*** Opening of Passage shown ***

Pancakes: not just for Pancake Day

Ok, so we’re jumping on the Great Pancake Bandwagon today. One day of pancake-mania where you’d swear you couldn’t get a pancake the rest of the year.
They’re actually a Saturday breakfast staple in the Kane household, where all three of our munchkins line up along the breakfast bar, patiently waiting their turn. At the ages of 3, 2 and 1, you’ll get patience isn’t generally a virtue, which shows how quick this recipe really is.

The recipe I’ve always used is Delia Smith’s, from the still inimitable Complete Cookery Course. (30 years old it may be, but if you want to know how to make good mashed spuds, or what a roux is, there’s still no-one does it better.)
The difference between Delia’s method and most others is the lack of standing time required – there’s none. The ingredients take about 3 mins to weigh, measure and mix, and you’ve the first one coming from the pan 2 minutes later.
For 8-10 pancakes, you’ll need:

  • 4 oz (100g) plain flour
  • 2 large eggs
  • 7 oz (200ml) milk mixed with 3 oz (75 ml) water (the secret to the instant batter bit).

*** Close of Passage shown ***

**Task brief:**
In the pancake post, which ingredient is described as the secret to the instant batter?

*** Opening of Dataset excerpts ***

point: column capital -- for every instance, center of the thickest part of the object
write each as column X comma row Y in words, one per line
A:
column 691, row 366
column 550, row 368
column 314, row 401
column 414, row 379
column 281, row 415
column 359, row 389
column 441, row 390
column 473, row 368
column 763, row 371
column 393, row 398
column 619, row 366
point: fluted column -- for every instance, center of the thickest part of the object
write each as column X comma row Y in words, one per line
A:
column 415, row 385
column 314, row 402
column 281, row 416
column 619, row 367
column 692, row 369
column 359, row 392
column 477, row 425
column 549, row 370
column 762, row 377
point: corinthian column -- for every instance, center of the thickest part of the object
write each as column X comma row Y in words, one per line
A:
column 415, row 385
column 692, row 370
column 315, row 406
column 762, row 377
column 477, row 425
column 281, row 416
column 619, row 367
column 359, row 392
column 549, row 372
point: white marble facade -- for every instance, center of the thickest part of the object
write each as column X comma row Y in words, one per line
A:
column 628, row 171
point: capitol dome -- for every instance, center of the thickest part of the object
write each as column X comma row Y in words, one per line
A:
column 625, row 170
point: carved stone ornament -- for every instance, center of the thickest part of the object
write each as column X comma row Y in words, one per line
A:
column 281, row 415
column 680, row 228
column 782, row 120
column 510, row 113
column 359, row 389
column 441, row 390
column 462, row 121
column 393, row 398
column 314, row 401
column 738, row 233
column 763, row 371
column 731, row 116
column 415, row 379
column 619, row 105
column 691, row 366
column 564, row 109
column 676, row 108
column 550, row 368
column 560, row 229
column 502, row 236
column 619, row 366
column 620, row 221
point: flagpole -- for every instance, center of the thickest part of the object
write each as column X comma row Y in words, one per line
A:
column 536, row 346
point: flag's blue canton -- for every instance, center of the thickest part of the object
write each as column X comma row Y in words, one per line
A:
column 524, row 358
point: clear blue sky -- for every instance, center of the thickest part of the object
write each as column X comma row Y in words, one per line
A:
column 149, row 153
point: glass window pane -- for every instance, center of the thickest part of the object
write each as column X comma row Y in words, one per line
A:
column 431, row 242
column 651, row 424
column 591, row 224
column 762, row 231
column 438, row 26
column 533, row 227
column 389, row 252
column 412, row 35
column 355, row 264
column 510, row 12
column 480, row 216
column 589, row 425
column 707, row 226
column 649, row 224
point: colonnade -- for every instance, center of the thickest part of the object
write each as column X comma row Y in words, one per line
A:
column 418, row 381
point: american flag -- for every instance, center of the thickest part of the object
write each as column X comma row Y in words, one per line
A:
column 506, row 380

*** Close of Dataset excerpts ***

**Exercise output:**
7 oz (200ml) milk mixed with 3 oz (75 ml) water.